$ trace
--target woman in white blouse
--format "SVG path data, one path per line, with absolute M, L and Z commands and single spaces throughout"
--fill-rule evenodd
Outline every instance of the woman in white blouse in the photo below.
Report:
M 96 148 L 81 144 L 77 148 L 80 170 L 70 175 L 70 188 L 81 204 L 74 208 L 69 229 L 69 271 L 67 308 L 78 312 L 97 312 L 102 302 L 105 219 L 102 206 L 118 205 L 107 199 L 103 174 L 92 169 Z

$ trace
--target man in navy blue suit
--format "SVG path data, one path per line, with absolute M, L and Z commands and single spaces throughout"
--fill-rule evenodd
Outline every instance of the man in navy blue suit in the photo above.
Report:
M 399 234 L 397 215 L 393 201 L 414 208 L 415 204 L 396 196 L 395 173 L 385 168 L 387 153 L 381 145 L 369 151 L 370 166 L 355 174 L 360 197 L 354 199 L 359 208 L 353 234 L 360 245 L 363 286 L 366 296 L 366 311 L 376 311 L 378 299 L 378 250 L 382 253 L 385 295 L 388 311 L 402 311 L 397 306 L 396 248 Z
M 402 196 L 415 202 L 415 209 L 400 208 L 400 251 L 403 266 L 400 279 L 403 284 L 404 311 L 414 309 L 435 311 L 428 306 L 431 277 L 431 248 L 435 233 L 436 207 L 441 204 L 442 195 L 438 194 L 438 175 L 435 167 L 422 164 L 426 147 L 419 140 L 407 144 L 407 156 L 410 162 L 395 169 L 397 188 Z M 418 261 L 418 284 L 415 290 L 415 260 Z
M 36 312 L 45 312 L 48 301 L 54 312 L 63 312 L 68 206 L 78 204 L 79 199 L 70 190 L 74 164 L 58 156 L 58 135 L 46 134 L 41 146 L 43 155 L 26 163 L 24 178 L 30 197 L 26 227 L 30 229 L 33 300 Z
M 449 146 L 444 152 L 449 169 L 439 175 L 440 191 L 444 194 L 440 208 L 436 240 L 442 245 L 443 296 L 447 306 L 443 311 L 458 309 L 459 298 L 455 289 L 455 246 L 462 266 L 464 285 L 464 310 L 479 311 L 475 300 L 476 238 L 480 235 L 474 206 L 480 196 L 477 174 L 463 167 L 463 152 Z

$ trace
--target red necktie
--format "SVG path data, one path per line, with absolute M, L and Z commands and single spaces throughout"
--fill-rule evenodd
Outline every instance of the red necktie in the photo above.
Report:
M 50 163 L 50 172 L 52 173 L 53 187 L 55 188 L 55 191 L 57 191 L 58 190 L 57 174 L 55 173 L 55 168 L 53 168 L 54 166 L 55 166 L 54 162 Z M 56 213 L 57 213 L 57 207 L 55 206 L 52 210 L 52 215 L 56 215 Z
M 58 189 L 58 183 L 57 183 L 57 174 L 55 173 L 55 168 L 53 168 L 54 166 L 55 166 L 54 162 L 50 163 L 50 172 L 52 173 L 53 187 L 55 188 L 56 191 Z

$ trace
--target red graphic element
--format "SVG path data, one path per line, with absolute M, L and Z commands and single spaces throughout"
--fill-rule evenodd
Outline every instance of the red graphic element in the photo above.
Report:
****************
* _What is required_: Copy out all of the material above, line for line, without changing a single character.

* _Solution to the problem_:
$ trace
--target woman in white blouse
--format "SVG path data, one path per line, with absolute M, L and Z commands and single spaces throughout"
--fill-rule evenodd
Outline every instance of the woman in white blouse in the photo below.
Report:
M 96 148 L 81 144 L 77 148 L 80 170 L 70 175 L 70 188 L 81 204 L 74 208 L 69 229 L 69 271 L 67 308 L 78 312 L 97 312 L 102 302 L 105 219 L 102 206 L 118 205 L 107 199 L 103 174 L 92 169 Z

$ trace
--target man in navy blue suit
--format "SVG path data, one path per line, with absolute M, L and Z commands and single spaces throughout"
--fill-rule evenodd
Outline every instance of the man in navy blue suit in the photo above.
Report:
M 399 234 L 397 215 L 393 201 L 414 208 L 415 204 L 396 196 L 395 173 L 385 168 L 387 153 L 381 145 L 369 151 L 370 166 L 355 174 L 360 197 L 354 199 L 359 208 L 353 234 L 360 245 L 363 286 L 366 296 L 366 311 L 376 311 L 378 299 L 378 250 L 382 253 L 385 295 L 388 311 L 402 311 L 397 306 L 396 248 Z
M 402 196 L 415 202 L 415 209 L 400 208 L 400 251 L 403 266 L 400 279 L 403 284 L 404 311 L 414 309 L 435 311 L 428 306 L 431 277 L 431 248 L 435 233 L 436 207 L 441 204 L 442 195 L 438 194 L 438 175 L 435 167 L 422 164 L 426 147 L 419 140 L 407 144 L 407 156 L 410 162 L 395 169 L 397 188 Z M 418 261 L 418 284 L 415 290 L 415 260 Z
M 36 312 L 45 312 L 48 301 L 54 312 L 63 312 L 68 206 L 78 204 L 79 199 L 70 190 L 74 164 L 58 156 L 58 135 L 46 134 L 41 146 L 43 155 L 26 163 L 24 178 L 30 197 L 26 227 L 30 229 L 33 300 Z
M 449 146 L 444 152 L 449 169 L 439 175 L 440 191 L 444 194 L 440 208 L 436 240 L 442 245 L 443 296 L 447 306 L 443 311 L 458 309 L 459 298 L 455 289 L 455 246 L 462 266 L 464 285 L 464 310 L 479 311 L 475 300 L 476 238 L 480 235 L 474 206 L 480 196 L 477 174 L 463 167 L 463 152 Z

$ trace
--target red necktie
--format "SVG path data, one path per line, with absolute M, L and Z commands and single spaces throughout"
--fill-rule evenodd
Outline every instance of the red necktie in the photo above.
Report:
M 50 163 L 50 172 L 52 173 L 53 187 L 55 188 L 55 191 L 57 191 L 58 190 L 57 174 L 55 173 L 55 168 L 53 168 L 54 166 L 55 166 L 54 162 Z M 56 213 L 57 213 L 57 207 L 55 206 L 52 210 L 52 215 L 56 215 Z
M 58 189 L 58 183 L 57 183 L 57 174 L 55 173 L 55 168 L 53 168 L 54 166 L 55 166 L 54 162 L 50 163 L 50 172 L 52 173 L 53 187 L 55 188 L 56 191 Z

$ trace
--target red graphic element
--format "SVG path data, one path per line, with absolute M, L and Z commands and single spaces throughout"
--fill-rule evenodd
Outline every instance of the red graphic element in the photo above.
Report:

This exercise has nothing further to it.